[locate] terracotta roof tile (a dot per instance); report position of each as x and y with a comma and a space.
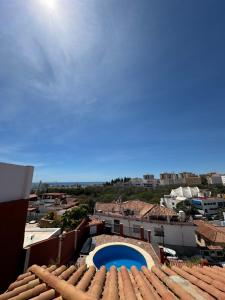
214, 234
41, 283
140, 208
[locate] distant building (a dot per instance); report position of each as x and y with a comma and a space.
178, 195
214, 179
208, 206
148, 181
169, 179
186, 178
159, 224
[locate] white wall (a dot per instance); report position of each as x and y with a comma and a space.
179, 234
15, 182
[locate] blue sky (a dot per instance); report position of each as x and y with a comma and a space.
92, 90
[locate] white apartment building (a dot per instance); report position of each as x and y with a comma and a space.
178, 195
208, 206
214, 179
160, 223
147, 181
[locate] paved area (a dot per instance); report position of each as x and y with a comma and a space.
104, 238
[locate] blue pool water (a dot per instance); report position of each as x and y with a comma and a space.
118, 255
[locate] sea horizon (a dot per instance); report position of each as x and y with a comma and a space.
70, 183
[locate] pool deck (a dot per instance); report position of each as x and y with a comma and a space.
103, 239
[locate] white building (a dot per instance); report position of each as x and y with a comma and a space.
147, 181
214, 179
208, 206
160, 223
178, 195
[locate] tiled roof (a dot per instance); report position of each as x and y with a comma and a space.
107, 207
212, 233
41, 283
140, 207
157, 210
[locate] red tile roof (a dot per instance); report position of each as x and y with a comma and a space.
210, 232
140, 208
41, 283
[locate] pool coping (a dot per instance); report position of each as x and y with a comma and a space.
147, 257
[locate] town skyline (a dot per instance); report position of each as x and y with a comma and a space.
96, 91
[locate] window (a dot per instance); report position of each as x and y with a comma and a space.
136, 228
159, 231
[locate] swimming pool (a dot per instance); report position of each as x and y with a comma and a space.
118, 254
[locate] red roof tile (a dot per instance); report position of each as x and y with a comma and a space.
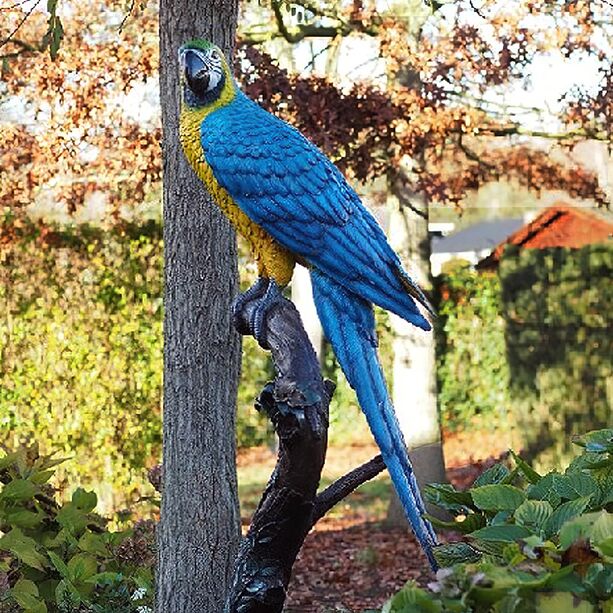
557, 226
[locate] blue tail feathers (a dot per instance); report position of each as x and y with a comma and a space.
349, 324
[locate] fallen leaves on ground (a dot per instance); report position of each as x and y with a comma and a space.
349, 566
349, 563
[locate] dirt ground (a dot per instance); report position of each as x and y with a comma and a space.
353, 562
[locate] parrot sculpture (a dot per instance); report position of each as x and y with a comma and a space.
293, 205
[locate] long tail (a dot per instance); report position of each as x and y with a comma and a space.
349, 324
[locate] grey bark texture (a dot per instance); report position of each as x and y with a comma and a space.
200, 524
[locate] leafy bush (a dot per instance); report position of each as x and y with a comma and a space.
62, 558
532, 542
81, 353
472, 370
557, 306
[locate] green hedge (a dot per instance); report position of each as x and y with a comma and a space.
530, 346
558, 307
472, 370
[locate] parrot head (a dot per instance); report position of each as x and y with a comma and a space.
205, 74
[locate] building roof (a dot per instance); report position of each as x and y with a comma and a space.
482, 235
559, 225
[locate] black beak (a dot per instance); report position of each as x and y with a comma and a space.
196, 73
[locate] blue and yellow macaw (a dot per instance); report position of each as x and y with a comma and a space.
294, 206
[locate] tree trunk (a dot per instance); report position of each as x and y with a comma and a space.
200, 525
414, 389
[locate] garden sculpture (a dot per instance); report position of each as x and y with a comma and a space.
293, 205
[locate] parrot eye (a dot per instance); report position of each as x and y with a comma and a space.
203, 74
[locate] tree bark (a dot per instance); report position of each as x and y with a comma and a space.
200, 524
297, 404
414, 389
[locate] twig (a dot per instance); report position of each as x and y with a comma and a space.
342, 487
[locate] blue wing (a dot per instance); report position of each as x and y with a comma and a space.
288, 186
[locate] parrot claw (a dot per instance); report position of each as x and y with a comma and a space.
251, 308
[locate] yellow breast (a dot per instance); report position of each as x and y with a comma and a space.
273, 260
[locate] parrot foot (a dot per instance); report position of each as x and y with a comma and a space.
251, 308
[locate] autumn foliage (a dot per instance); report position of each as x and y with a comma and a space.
78, 131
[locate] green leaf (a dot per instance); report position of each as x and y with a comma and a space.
508, 533
26, 595
597, 441
472, 522
533, 513
41, 476
557, 602
494, 474
93, 543
575, 485
446, 496
72, 518
411, 599
455, 553
23, 547
497, 497
602, 528
84, 501
565, 512
59, 564
529, 473
605, 548
24, 519
81, 567
17, 490
545, 489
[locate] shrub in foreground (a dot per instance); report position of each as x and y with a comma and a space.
532, 543
62, 558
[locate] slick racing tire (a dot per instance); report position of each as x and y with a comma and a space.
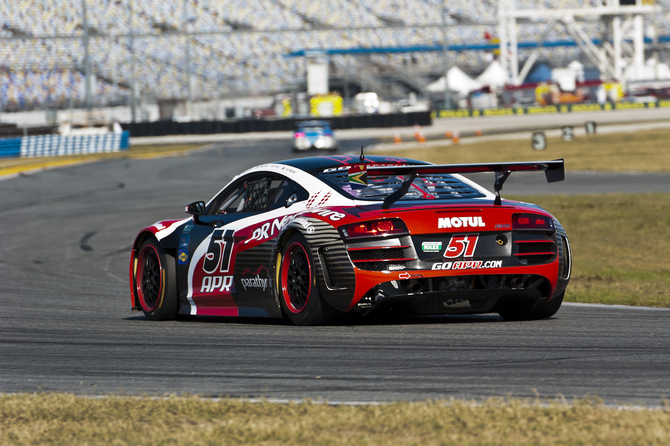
155, 282
541, 311
299, 292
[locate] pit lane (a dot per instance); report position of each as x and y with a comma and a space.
66, 323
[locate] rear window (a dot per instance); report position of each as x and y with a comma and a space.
424, 187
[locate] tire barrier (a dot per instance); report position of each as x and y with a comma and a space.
57, 145
162, 128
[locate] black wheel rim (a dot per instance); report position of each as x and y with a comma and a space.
297, 276
149, 277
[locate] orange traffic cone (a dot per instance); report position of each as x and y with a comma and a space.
397, 138
422, 137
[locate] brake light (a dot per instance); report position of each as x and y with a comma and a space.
532, 221
375, 228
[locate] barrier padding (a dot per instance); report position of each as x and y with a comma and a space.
10, 147
58, 145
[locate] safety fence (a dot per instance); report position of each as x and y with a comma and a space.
58, 145
161, 128
563, 108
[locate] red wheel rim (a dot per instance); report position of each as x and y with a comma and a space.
149, 278
296, 278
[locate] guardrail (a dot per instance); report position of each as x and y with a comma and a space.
565, 108
57, 145
162, 128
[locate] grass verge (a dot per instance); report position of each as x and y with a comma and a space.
645, 151
59, 419
10, 166
619, 243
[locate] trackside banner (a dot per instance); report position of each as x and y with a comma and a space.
565, 108
57, 145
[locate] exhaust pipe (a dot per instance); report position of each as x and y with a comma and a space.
516, 282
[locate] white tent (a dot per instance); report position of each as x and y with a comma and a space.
458, 81
494, 75
578, 68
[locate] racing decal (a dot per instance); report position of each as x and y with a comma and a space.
406, 276
312, 199
182, 257
217, 258
210, 281
306, 224
460, 222
269, 229
333, 215
467, 264
431, 246
461, 245
220, 284
255, 279
324, 199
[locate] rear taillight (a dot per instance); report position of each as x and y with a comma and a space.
532, 221
375, 228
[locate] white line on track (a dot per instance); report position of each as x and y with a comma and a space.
469, 401
614, 307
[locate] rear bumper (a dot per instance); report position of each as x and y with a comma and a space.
460, 302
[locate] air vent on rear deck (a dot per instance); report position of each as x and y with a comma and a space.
380, 258
532, 252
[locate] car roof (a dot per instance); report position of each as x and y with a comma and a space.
317, 164
312, 123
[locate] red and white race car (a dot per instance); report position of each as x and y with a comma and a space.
314, 238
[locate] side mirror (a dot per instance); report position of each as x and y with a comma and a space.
196, 209
292, 199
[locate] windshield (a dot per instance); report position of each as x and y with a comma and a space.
424, 187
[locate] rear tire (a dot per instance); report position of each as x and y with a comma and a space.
299, 292
541, 311
155, 282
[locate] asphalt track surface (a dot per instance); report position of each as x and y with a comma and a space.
66, 323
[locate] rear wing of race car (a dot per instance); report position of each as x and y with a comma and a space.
553, 170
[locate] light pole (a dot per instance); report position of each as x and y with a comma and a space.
87, 59
447, 92
133, 80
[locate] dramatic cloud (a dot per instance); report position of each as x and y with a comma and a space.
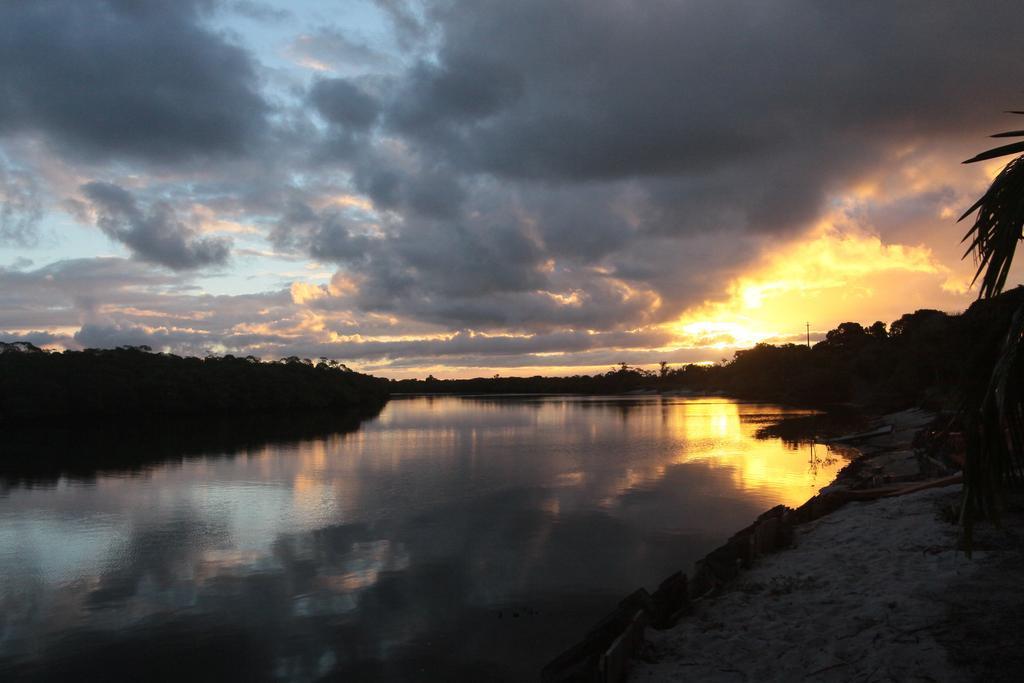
139, 79
20, 207
155, 233
494, 183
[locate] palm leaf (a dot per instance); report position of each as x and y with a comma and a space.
994, 427
997, 227
992, 410
1012, 148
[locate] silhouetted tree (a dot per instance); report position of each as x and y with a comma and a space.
993, 408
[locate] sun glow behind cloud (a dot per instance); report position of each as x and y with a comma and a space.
830, 276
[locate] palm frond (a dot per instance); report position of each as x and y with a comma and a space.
993, 422
997, 227
995, 153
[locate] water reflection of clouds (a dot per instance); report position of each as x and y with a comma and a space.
350, 553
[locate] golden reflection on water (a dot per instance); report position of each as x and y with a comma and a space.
719, 435
510, 497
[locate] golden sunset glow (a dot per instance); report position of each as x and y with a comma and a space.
830, 276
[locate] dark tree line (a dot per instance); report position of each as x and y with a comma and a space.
925, 357
133, 381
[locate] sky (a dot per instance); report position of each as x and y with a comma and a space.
469, 188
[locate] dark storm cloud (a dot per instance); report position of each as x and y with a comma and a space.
143, 80
154, 233
328, 46
668, 143
579, 90
20, 207
343, 102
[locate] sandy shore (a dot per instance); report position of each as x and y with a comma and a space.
876, 591
855, 599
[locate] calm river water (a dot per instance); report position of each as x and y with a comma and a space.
444, 540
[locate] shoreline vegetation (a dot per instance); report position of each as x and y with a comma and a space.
133, 382
925, 358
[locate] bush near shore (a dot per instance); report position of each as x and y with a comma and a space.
924, 358
132, 381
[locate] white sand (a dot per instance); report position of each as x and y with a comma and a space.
855, 599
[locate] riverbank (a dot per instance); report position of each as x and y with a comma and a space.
729, 595
877, 590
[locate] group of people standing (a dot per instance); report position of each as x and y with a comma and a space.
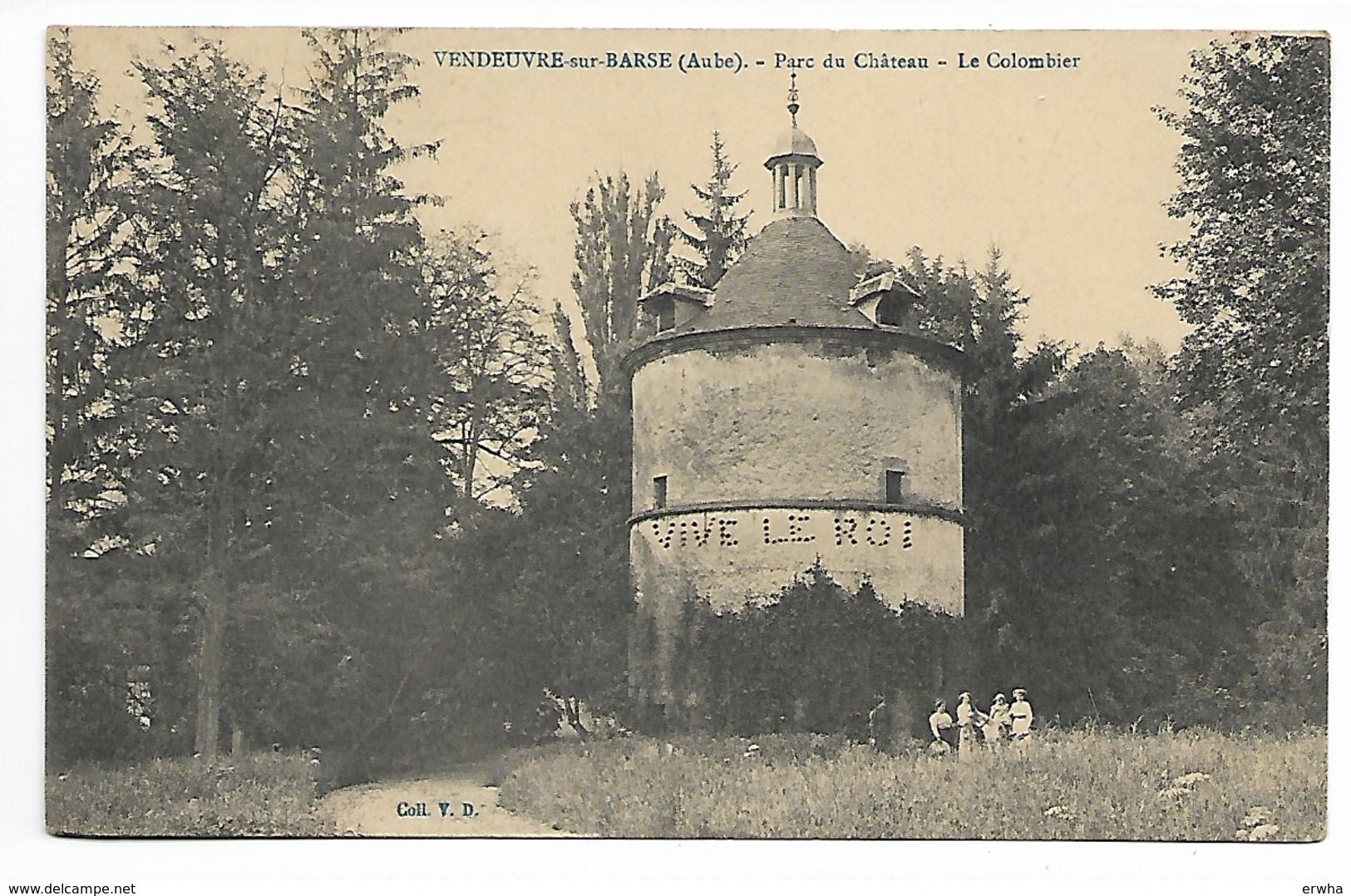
1004, 721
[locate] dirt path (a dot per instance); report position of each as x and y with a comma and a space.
428, 807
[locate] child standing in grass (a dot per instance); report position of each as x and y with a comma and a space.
968, 718
998, 721
940, 723
1020, 715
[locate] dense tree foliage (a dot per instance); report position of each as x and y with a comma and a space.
622, 250
814, 657
1254, 373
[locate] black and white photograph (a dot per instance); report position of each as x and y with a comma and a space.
669, 434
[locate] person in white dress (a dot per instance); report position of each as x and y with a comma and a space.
1020, 715
939, 723
998, 721
968, 718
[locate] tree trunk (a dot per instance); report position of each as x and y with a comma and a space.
210, 673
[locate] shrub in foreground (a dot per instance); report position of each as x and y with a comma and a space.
264, 795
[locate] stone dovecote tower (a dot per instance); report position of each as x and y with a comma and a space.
788, 416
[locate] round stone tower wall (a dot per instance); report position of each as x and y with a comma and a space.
760, 451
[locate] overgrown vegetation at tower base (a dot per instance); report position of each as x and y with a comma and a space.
1189, 785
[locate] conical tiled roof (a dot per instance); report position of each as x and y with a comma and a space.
793, 272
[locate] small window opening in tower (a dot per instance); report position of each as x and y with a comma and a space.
895, 487
665, 314
892, 310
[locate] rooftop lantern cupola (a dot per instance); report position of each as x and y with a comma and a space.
793, 166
○ ○ ○ ○ ○
Short problem >> The line that contains "[locate] bush near" begins the part to retype, and the last line of the records above ends it. Retype both and everything between, exactly, without the pictures.

Answer to the exercise >>
[locate] bush near shore (a dot per instance); report position of each as x and y with a comma and a space.
924, 358
132, 381
[locate] white sand (a dot per instance); report position of each as x and y with a comma and a space.
855, 599
[locate] riverbank (a dot per instance); report position of each as x and y with a comma and a space.
729, 595
877, 590
[locate] group of people standing (a dot per instance); report position of each as x and y with a comma and a space.
1004, 721
[locate] dirt path (a dot per instance); report position of each as x and y with a comma and a space.
428, 807
[locate] child standing in grass (a dot per instance); report position of each as x and y with a comma and a space.
968, 718
998, 721
940, 723
1020, 715
[locate] dense tree foliage (a dot per instance); report position of each as x and y with a comma and a space.
622, 250
814, 657
1254, 373
[locate] black and white photograph (a dot per instance); report position of each as x and y with a comma and a space.
669, 434
[locate] person in white dress (a dot per instance); report position of each as x and y with a comma and a space.
1020, 715
939, 723
998, 721
968, 718
[locate] tree trunk (a dot per instance); report position of each as x and y with a comma and a space.
210, 673
[locate] shrub in foreground (a dot per instance); report position of each as x and y with a comma and a space.
264, 795
[locate] stone dovecote tower (a dot per instance); report position of each as x and y with a comma and a space.
788, 416
[locate] round stone tower wall (a dot per instance); report position of each as x and y with a comma and a space.
760, 451
[locate] overgrown vegetation at tower base (a dot per instance); report position of each as x and y with a comma and a space.
1189, 785
[locate] conical tiled roof (a dot per instance); report position of each as x and y with a comma and a space.
793, 272
[locate] small window opening in tower (a dot per instance); report position of each as x and y with a comma and a space.
895, 487
665, 314
892, 310
[locate] rooftop lantern cupola (a dot per instance); report position of each as x and y with a comma and a space.
793, 166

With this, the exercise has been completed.